▶ _TASK DIRECTIONS_: In the nursing study passage below, transcribe word for word the part that opens with the words containing "Safety among nurses" and closes with "protect healthcare providers.".

--- PASSAGE PROVIDED Enclosed Below ---

Safety among nurses is a vital priority (ANA, 2019). Approximately half of the nurses in this study reported not feeling safe when caring for patients with SUD. This finding is consistent with previous research (Neville & Roan, 2014) and has a necessary implication for retaining nurses (Moloney et al., 2018) and sustaining quality nursing care. Healthcare organizations must take measures needed to ensure viable policies are in place to protect healthcare providers.



One of the study's limitations may be because of response bias related to the sensitivity of the topic. The homogenous sample of data collected at one healthcare organization may limit generalizability to other settings or geographical areas. However, this study uncovers the unique, contemporary education and support needs for nurses (especially novice nurses) in caring for the escalating numbers of patients with SUD in their daily practice. The survey should be conducted among other healthcare professionals who are providing care for these patients. The survey used in this study was limited to address emerging needs at an academic hospital, limiting the generalizability to other healthcare systems or settings. Although the assumption of normality of data was met, most (55%) nurses who responded to this survey had less than 5 years of nursing experience, and 5 years or more were too large to group. A larger sample size could resolve this issue. Another limitation was our primary concerns of nurses' safety and challenges in caring for this vulnerable population. Thus, these specific needs guided the development of the individual questions, limiting other contributory factors that may impact the nursing care of patients with SUD. Regardless of these limitations, the uniqueness of these findings will add to the existing literature and support future research.

--- End of Enclosed PASSAGE PROVIDED ---
--- RAW DATA Enclosed Below ---

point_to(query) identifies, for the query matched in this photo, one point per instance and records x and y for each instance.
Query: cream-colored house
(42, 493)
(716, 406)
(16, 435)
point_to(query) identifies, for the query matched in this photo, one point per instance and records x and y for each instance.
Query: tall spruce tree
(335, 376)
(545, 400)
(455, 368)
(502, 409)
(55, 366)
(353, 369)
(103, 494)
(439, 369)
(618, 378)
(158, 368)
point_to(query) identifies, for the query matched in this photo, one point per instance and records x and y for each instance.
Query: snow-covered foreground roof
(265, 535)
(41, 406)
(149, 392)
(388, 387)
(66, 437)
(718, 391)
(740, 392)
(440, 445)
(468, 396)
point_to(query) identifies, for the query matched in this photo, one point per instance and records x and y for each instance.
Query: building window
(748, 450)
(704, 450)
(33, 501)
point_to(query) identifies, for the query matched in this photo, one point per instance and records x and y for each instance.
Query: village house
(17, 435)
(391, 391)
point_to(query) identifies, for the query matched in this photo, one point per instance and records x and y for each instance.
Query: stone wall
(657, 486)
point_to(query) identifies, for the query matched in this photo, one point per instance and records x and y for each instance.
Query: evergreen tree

--- End of Enclosed RAW DATA ---

▶ _RESPONSE FOR THIS EXERCISE_:
Safety among nurses is a vital priority (ANA, 2019). Approximately half of the nurses in this study reported not feeling safe when caring for patients with SUD. This finding is consistent with previous research (Neville & Roan, 2014) and has a necessary implication for retaining nurses (Moloney et al., 2018) and sustaining quality nursing care. Healthcare organizations must take measures needed to ensure viable policies are in place to protect healthcare providers.